-- Objective A --
In the text on GitHub forks and branches, are these statements correct? (i) Forks are copies of a complete project in a different location. (ii) To create a branch, you click the dropdown menu that should say "master". (iii) After you change your branch, a green bar appears asking whether you want to make a pull request. Answer yes or no for each, and quote the words from the text that decide it.
-- Objective B --
Write out the passage of the text on GitHub forks and branches between "A pull request allows" and "create a pull request.", inclusive.

-- Text shown --
:::::

Fork and Branches on GitHub

Learning objectives

In this lesson you will learn

  • What a fork/branch of a GitHub repository is.
  • How to create a branch of a GitHub repository.
  • How to update a GitHub repository from a branch.

Prerequisites

  • Familiarity with GitHub repositories.
  • Git must be installed on your computer.
  • A GitHub account!

What is a fork/branch?

When working in groups on GitHub projects, it gets annoying when one person has to commit all the code to the repository alone. This is where forks and branches come in. - With branches, you can take a copy of the current GitHub project and make changes on your own computer. Once you and your group have made changes to the code, you can paste the changes back into your original project group. - Branches can also be used if you want to work on one part of a project separately from the other parts. - Forks are very similar, except that they are copies or clones of a complete project in a different location.

How do I create a branch?

To create a branch from a GitHub repository, go to the main repository you want to work on and click on the dropdown menu that should say “main”. It should look like the following image.

Branch Menu in GitHub

Once you click on this menu, a text box appears on GitHub saying “Find or create a branch…”, you enter a new name for the branch, e.g. ‘newbranch1’. Since this branch doesn’t exist yet, GitHub asks you if you want to create a branch with the name “newbranch1”. Click on “Create branch: newbranch1” and the new branch will be created for you, as shown in the following image.

Create a new branch

How do you make a pull request?

A pull request allows the owner of the GitHub project to review your changes to make sure they fit into the current repository and don’t cause conflicts in your repository.

To make a pull request from your branch, you must first make a change to your branch repository. Once you have made a change to your branch, a yellow bar will appear on your screen asking you if you want to make a pull request. As you can see in the picture below, there is a green button, and as soon as you click on it, you can create a pull request.

:::::

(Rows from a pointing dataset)
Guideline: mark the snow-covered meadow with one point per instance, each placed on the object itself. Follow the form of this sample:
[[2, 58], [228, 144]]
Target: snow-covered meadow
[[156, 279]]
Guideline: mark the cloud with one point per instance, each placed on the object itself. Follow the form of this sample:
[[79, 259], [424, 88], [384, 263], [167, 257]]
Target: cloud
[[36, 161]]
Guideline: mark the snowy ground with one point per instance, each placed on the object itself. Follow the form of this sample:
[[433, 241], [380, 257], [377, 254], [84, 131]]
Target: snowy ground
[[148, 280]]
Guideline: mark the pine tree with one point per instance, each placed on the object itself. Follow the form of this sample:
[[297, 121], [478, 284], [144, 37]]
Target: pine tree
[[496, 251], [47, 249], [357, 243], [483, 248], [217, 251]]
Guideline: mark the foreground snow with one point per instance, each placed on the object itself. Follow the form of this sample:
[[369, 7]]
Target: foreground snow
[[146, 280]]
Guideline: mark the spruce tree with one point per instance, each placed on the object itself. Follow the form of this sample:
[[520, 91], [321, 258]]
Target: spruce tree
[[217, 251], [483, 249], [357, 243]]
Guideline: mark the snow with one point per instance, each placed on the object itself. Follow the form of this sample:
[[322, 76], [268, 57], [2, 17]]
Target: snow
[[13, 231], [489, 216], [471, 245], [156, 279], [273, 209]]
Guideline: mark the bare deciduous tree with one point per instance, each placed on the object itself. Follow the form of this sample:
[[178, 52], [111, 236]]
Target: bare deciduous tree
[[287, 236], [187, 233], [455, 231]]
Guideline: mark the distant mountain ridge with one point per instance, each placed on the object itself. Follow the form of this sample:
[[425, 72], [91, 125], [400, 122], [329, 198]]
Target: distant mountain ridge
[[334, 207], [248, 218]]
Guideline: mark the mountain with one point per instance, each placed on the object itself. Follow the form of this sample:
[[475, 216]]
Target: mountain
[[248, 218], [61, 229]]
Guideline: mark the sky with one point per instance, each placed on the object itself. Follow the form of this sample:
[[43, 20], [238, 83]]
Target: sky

:::::

-- Exercise answer A --
(i) Yes: "Forks are very similar, except that they are copies or clones of a complete project in a different location."
(ii) No: "click on the dropdown menu that should say “main”"
(iii) No: "a yellow bar will appear on your screen asking you if you want to make a pull request."

-- Exercise answer B --
A pull request allows the owner of the GitHub project to review your changes to make sure they fit into the current repository and don’t cause conflicts in your repository.

To make a pull request from your branch, you must first make a change to your branch repository. Once you have made a change to your branch, a yellow bar will appear on your screen asking you if you want to make a pull request. As you can see in the picture below, there is a green button, and as soon as you click on it, you can create a pull request.